* TEXTO:
----------
Nos hemos apresurado a llegar los primeros, pues los flamencos (flamingos) que reposan en sus aguas tibia se asustan con los turistas, y la demora se paga caro: en el mejor de los casos se aprecian pequeños puntos rosados a lo lejos.
A pesar de que los flamencos se nos alejan un poco, en uno de los recodos de la laguna, nos salen al paso increíbles estampas bolivianas: llamas y flamencos inclinados buscando alimento.
Por cierto que el empalme entre la coloración rojiza de la laguna y el teñido rosa de los flamencos no es casual: se debe al alga con que las aves se alimentan.
Poco más adelante, en el desierto del Siloli nos detenemos junto al árbol de piedra. Una formación rocosa que ha sido erosionada escultóricamnente por los cambios de temperatura, el intenso sol y el viento.
Aprovechamos el alto en el camino para fotografiar a la compañía: Mario, nuestro guía, a quien nunca se le agotan los recursos, al grado que se ajusta perfectamente a la descripción de estuche de monerías que usan las tías viejas para referirse a un hombre que es un buen partido; las dos chicas francesas, que castañean de frío cada vez que hacemos una parada, pues no traen ropa apropiada; Delia, la cocinera, que en cuatro días de camino prácticamente no le escuchamos la voz; y nosotros, que nos comemos todo con los ojos…
Poco más adelante haremos un alto forzado, pues se pincha una llanta. En menos de cinco minutos Mario se enfunda en su overall y la cambia. Me cuenta que este tipo de incidentes es rutinario. Incluso ha habido días en que sufre 7 pinchazos. Para hacer frente a la batalla contra el camino, trae entre sus herramientas parches de caucho y ha adaptado el aire acondicionado del 4 x 4 para que funcione como una bomba de aire que utiliza para inflar y reparar llantas.
Entramos entonces en una secuencia de varias lagunas consecutivas –Ramadas, Chiarcota, Honda, Hedionda y Canapa.
Es en la Laguna Hedionda donde conseguimos acercarnos a los Flamencos. Mario insiste en la versión de que los flamencos de esta laguna están más acostumbrados al contacto humano. En efecto, por su forma de posar parece que no son ajenos a cierto grado de afiliación o vanidad.
Poco más adelante el paisaje cambia y encontramos enormes formaciones de roca preñada de hierro.
----------
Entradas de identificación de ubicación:
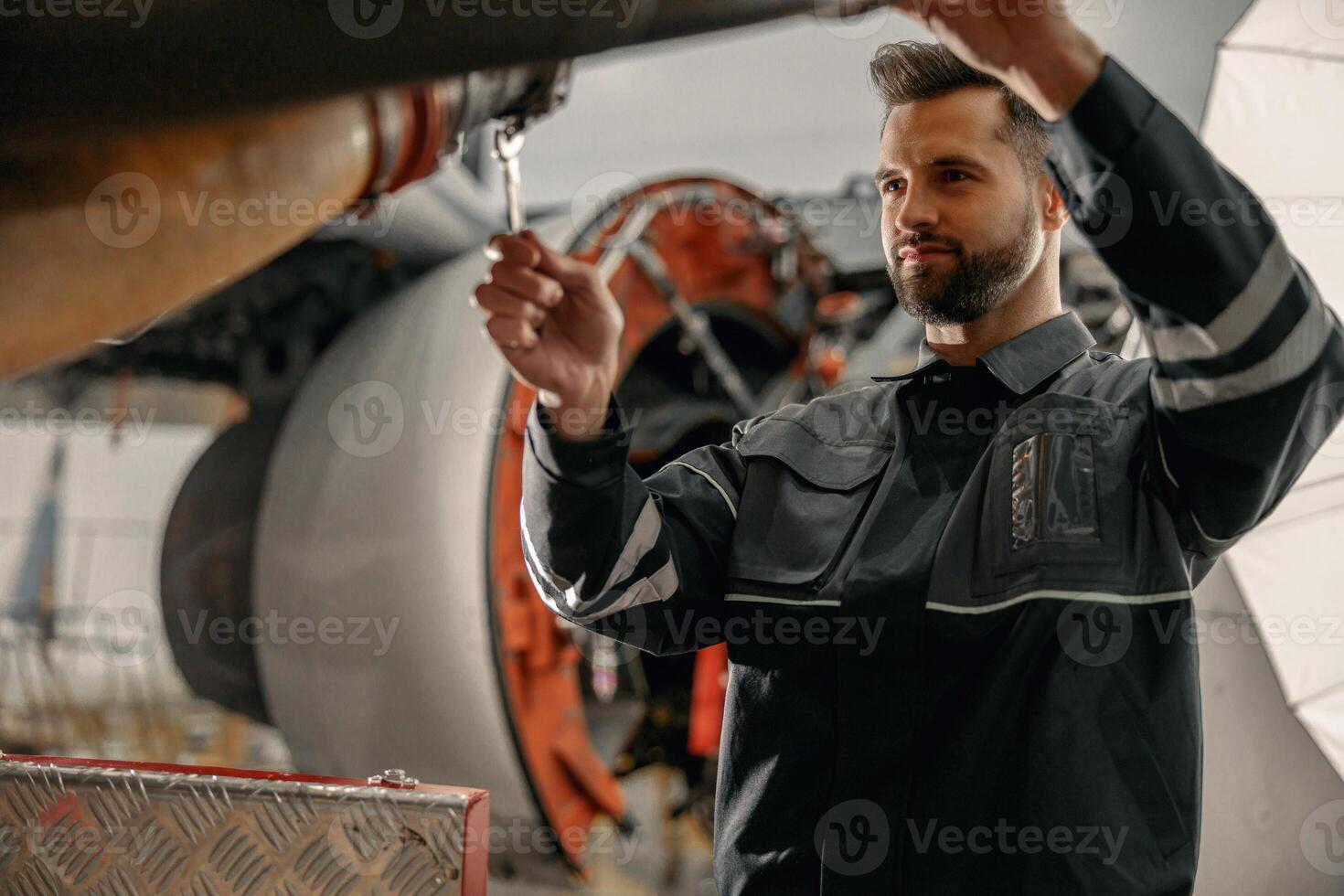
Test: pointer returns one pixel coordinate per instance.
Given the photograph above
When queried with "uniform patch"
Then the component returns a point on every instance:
(1054, 489)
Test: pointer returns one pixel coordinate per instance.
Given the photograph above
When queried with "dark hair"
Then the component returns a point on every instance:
(912, 70)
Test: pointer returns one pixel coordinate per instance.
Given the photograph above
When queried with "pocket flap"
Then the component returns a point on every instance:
(824, 464)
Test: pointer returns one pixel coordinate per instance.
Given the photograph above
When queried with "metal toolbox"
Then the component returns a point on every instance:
(122, 827)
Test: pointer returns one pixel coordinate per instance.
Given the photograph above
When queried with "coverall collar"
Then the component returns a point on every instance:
(1026, 359)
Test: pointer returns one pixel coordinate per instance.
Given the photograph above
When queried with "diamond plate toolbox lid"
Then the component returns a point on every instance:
(122, 827)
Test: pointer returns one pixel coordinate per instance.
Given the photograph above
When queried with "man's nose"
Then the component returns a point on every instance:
(915, 211)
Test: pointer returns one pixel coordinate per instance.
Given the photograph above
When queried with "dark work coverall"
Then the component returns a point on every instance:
(957, 602)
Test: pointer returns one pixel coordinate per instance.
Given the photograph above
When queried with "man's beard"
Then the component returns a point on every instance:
(977, 283)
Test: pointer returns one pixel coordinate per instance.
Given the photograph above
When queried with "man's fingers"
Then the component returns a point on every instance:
(499, 301)
(568, 272)
(509, 334)
(528, 283)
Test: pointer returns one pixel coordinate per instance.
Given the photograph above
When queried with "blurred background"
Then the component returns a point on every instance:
(261, 472)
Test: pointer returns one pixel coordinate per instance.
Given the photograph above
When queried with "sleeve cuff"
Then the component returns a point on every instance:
(1103, 125)
(591, 463)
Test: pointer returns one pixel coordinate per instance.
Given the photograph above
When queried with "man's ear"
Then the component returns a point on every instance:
(1057, 211)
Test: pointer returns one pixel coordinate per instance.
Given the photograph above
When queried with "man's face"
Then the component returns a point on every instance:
(949, 183)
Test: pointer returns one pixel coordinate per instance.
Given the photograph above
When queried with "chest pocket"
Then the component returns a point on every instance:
(1060, 503)
(801, 504)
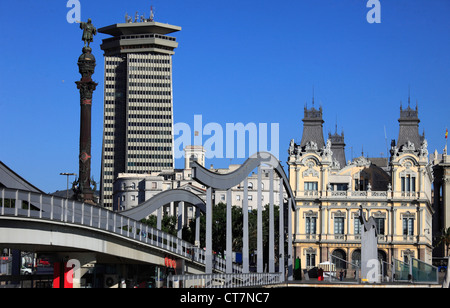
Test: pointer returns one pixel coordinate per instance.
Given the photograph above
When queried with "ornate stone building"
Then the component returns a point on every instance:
(330, 191)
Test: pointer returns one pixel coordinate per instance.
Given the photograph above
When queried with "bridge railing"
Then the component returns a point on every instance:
(18, 203)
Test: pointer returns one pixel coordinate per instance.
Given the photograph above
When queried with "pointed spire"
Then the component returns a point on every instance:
(409, 95)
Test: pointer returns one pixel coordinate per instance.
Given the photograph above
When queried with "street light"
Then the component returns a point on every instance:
(67, 174)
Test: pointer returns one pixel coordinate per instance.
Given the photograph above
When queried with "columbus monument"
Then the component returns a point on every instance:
(84, 187)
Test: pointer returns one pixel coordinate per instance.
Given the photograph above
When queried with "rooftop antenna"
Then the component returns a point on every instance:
(385, 138)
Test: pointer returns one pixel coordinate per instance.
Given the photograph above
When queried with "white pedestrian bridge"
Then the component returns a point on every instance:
(33, 221)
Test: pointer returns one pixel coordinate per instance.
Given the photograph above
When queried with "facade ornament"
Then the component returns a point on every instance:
(409, 146)
(311, 146)
(291, 150)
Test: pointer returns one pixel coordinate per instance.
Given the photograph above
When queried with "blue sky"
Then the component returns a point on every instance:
(238, 61)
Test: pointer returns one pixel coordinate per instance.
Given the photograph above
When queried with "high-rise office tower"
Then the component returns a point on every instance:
(138, 110)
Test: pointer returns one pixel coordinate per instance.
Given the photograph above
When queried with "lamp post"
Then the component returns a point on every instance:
(67, 174)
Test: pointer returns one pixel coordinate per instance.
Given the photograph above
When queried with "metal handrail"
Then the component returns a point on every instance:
(46, 207)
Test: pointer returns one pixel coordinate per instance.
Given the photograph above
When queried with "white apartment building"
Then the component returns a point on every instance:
(132, 189)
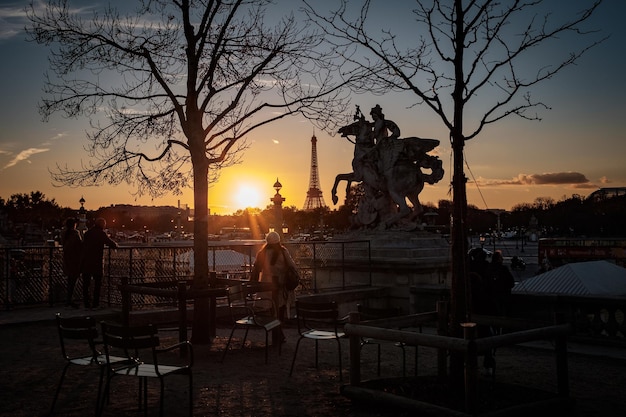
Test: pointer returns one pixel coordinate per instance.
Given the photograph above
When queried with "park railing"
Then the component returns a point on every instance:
(33, 275)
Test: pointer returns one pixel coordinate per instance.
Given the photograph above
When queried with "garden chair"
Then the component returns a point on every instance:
(377, 313)
(318, 321)
(141, 347)
(259, 313)
(77, 336)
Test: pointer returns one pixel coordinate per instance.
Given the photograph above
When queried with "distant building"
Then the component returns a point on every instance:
(606, 193)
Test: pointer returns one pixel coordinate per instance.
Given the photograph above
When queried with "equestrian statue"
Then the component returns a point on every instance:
(389, 168)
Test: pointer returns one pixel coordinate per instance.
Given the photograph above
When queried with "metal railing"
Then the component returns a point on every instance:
(33, 275)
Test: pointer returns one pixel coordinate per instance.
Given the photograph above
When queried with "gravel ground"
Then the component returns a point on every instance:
(243, 385)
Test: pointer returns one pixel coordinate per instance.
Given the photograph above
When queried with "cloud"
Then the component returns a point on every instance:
(575, 179)
(24, 156)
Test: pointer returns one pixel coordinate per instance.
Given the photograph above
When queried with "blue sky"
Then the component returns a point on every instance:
(578, 147)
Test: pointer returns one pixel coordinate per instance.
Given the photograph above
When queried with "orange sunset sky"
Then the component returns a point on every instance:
(578, 147)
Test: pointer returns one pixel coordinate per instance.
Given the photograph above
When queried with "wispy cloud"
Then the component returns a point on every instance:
(12, 19)
(575, 179)
(24, 156)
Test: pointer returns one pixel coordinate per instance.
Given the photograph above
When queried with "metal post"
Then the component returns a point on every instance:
(355, 352)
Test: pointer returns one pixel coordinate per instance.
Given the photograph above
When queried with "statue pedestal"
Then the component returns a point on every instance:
(395, 260)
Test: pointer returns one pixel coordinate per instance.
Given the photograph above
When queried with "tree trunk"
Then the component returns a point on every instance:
(458, 291)
(201, 333)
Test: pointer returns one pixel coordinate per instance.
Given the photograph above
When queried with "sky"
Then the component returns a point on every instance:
(577, 147)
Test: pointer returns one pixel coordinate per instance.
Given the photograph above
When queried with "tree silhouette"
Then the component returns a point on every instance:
(172, 88)
(473, 64)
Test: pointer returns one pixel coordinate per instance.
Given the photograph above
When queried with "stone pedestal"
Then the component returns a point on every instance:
(395, 260)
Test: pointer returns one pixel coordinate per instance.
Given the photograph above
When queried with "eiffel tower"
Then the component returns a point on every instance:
(314, 197)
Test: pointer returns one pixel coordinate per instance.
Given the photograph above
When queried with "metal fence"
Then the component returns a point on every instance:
(34, 275)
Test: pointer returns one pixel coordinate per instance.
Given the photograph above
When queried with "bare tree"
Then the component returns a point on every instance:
(483, 55)
(172, 88)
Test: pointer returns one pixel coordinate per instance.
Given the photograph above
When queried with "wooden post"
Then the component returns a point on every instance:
(562, 374)
(182, 316)
(355, 351)
(212, 306)
(471, 368)
(560, 351)
(126, 300)
(442, 330)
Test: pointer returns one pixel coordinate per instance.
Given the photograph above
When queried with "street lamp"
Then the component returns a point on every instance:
(278, 205)
(82, 216)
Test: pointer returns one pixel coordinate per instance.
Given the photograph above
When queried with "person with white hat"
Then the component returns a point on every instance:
(271, 265)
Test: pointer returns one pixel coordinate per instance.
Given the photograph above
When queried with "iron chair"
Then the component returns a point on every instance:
(260, 313)
(318, 321)
(133, 342)
(376, 313)
(77, 336)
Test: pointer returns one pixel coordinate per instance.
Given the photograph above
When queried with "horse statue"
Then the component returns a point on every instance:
(390, 171)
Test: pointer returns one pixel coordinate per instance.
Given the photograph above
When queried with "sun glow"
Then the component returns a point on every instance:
(247, 196)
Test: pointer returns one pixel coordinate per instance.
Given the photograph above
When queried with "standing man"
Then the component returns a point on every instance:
(91, 263)
(72, 251)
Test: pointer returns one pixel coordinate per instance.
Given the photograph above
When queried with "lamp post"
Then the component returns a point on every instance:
(82, 216)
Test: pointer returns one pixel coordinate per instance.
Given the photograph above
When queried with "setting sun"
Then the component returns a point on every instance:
(247, 196)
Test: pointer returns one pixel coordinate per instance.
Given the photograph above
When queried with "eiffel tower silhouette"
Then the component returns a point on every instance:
(314, 198)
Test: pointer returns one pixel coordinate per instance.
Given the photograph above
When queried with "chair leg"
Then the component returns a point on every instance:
(190, 394)
(228, 343)
(56, 394)
(340, 367)
(378, 348)
(161, 399)
(295, 353)
(104, 397)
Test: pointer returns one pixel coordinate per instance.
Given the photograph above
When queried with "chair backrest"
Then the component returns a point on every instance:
(314, 314)
(236, 294)
(373, 313)
(128, 341)
(78, 329)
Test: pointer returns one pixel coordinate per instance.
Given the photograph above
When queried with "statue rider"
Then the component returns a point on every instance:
(389, 149)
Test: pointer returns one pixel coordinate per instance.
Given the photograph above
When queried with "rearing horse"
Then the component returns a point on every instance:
(389, 170)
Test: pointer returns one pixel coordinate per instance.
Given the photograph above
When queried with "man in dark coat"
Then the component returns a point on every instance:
(91, 262)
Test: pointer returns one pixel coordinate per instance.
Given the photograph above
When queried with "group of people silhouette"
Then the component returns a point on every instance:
(490, 284)
(83, 255)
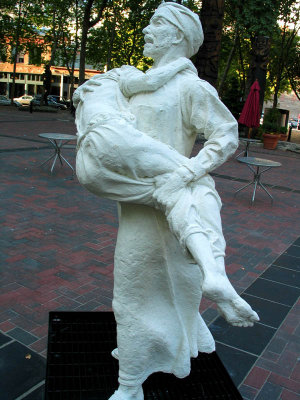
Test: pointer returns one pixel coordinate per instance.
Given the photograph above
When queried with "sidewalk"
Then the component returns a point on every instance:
(57, 247)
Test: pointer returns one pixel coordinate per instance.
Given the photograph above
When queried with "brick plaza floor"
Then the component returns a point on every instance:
(57, 243)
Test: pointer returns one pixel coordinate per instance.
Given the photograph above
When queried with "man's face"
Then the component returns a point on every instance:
(159, 36)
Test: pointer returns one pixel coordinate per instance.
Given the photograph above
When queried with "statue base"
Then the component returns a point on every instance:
(80, 365)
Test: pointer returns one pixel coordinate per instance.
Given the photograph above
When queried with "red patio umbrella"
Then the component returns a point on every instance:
(250, 113)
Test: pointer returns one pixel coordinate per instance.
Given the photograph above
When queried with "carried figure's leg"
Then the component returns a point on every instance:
(216, 285)
(207, 246)
(128, 393)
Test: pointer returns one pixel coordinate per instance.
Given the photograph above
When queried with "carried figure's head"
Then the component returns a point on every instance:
(173, 29)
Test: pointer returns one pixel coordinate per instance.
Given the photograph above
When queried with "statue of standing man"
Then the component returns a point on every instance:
(162, 265)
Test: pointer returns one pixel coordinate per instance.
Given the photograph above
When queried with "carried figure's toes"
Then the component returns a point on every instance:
(115, 353)
(237, 312)
(128, 393)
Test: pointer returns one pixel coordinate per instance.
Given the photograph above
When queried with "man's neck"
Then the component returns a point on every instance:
(166, 59)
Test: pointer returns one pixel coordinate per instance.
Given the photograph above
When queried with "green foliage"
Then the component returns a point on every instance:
(232, 94)
(120, 40)
(247, 19)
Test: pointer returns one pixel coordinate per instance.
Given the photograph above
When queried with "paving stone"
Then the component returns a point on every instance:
(253, 340)
(236, 362)
(288, 261)
(274, 291)
(269, 391)
(270, 313)
(29, 372)
(282, 275)
(22, 336)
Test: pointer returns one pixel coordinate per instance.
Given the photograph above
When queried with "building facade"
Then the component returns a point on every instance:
(29, 78)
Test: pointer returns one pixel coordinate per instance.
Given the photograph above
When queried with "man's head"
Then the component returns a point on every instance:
(173, 26)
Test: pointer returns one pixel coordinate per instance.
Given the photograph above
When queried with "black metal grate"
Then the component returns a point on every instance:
(80, 366)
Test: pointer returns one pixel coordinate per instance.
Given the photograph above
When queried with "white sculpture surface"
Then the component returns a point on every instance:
(135, 134)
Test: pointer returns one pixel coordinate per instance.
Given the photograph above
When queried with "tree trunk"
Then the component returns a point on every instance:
(207, 58)
(229, 60)
(111, 43)
(85, 29)
(13, 88)
(258, 66)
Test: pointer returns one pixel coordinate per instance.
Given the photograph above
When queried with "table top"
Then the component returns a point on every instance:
(249, 140)
(58, 136)
(259, 162)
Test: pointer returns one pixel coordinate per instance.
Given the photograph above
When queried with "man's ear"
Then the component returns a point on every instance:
(179, 37)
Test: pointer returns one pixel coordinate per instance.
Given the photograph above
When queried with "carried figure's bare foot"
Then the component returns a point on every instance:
(231, 306)
(128, 393)
(115, 353)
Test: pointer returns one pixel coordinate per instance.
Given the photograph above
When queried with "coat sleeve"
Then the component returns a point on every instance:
(210, 116)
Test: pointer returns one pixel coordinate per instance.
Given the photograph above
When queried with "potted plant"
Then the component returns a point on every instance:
(271, 128)
(283, 133)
----------
* EJERCICIOS:
• a. Indica si cada afirmación concuerda con el relato del viaje por las lagunas y justifica tu respuesta con las palabras exactas del relato: (i) La coincidencia entre el color rojizo de la laguna y el tono rosa de los flamencos es casual. (ii) Mario ha tenido días con siete pinchazos. (iii) Los viajeros consiguen acercarse a los flamencos en la Laguna Canapa.
• b. Escribe la continuación del relato del viaje por las lagunas a partir de su última oración.

* RESPUESTAS ESPERADAS:
• a.
(i) No: "no es casual: se debe al alga con que las aves se alimentan".
(ii) Sí: "Incluso ha habido días en que sufre 7 pinchazos."
(iii) No: "Es en la Laguna Hedionda donde conseguimos acercarnos a los Flamencos."

• b.
En nuestro recorrido encontramos frecuentemente la yareta, una siempreverde perennifolio que crece en matas muy densas para evitar la pérdida del calor, y que los locales utilizan como combustible en sus estufas, pues funciona como carbón.
Hacemos una parada para comer. El hambre apremia, pues por la mañana sólo nos ha tocado pan con mantequilla y té. El menú de la comida es una sorpresa que nos ha estado persiguiendo desde que entramos en territorio andino. Charqui: carne de llama que fue deshidratada y salada hace más de tres meses. Se acompaña con habas hervidas, un huevo duro, arroz y choclo. Nos armamos de un valor que a la postre resulta innecesario, pues el plato es sabroso. Ambos lo devoramos.
Después de la comida, hacemos de un jalón el recorrido hasta el borde del Salar de Uyuni, que será nuestra exploración central del día siguiente. Cerca de tres horas seguidas dentro de la camioneta, a través de desiertos, rocas y salares menores.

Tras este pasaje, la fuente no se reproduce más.